En qué consiste =>
Responda con base en el fragmento sobre la Venezuela posterior a la dictadura:
(a) ¿Qué pensaba erróneamente mucha gente que hacía falta en el poder?
(b) ¿Qué candidato de origen militar participó en las primeras elecciones libres?
(c) ¿En qué tipos de instalaciones militares se produjeron los alzamientos?

Fragmento del texto =>
En verdad, no debemos olvidar aquellos años en que tanta gente pensaba erróneamente que hacía falta en el poder “un hombre fuerte” que encarrilara la república por una senda de orden y justicia. Era desde luego un disparate, pero buena parte de la población se sentía defraudada por una democracia que iba de mal en peor. Se notaba en todas las discusiones, en el debate político, en los medios de comunicación, en el cine, la literatura y el arte en general.

Desde la caída de la dictadura del general Pérez Jiménez, los militares alcanzaron un protagonismo nunca visto en democracia, se les agradecía su papel primordial en los días finales de la tiranía. Pero, por fortuna, la experiencia y calidad de los civiles que estaban en el exilio reforzó el carácter democrático de la nueva etapa de gobierno. De todas maneras, en las primeras elecciones libres hubo un candidato de origen militar, como lo fue Wolfgang Larrazábal, con amplia simpatía popular.

Sin embargo, una larga cadena de alzamientos en cuarteles del Ejército, bases de las fuerzas aéreas y de la Marina de guerra (algunos extremadamente sangrientos y crueles) indicaban a las claras que no iba a ser fácil la tarea de establecer y consolidar una tradición civil y democrática en la Venezuela posdictadura.

Material proporcionado =>
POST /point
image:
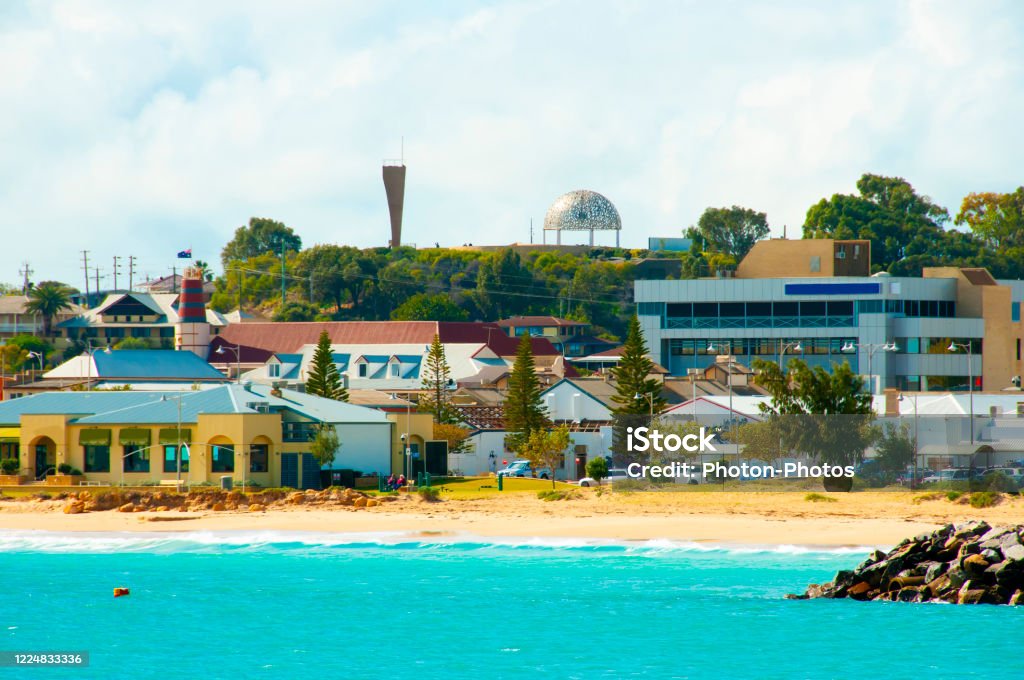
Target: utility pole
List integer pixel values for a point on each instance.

Solución de la tarea =>
(a) Un "hombre fuerte" que encarrilara la república por una senda de orden y justicia.
(b) Wolfgang Larrazábal.
(c) En cuarteles del Ejército, bases de las fuerzas aéreas y de la Marina de guerra.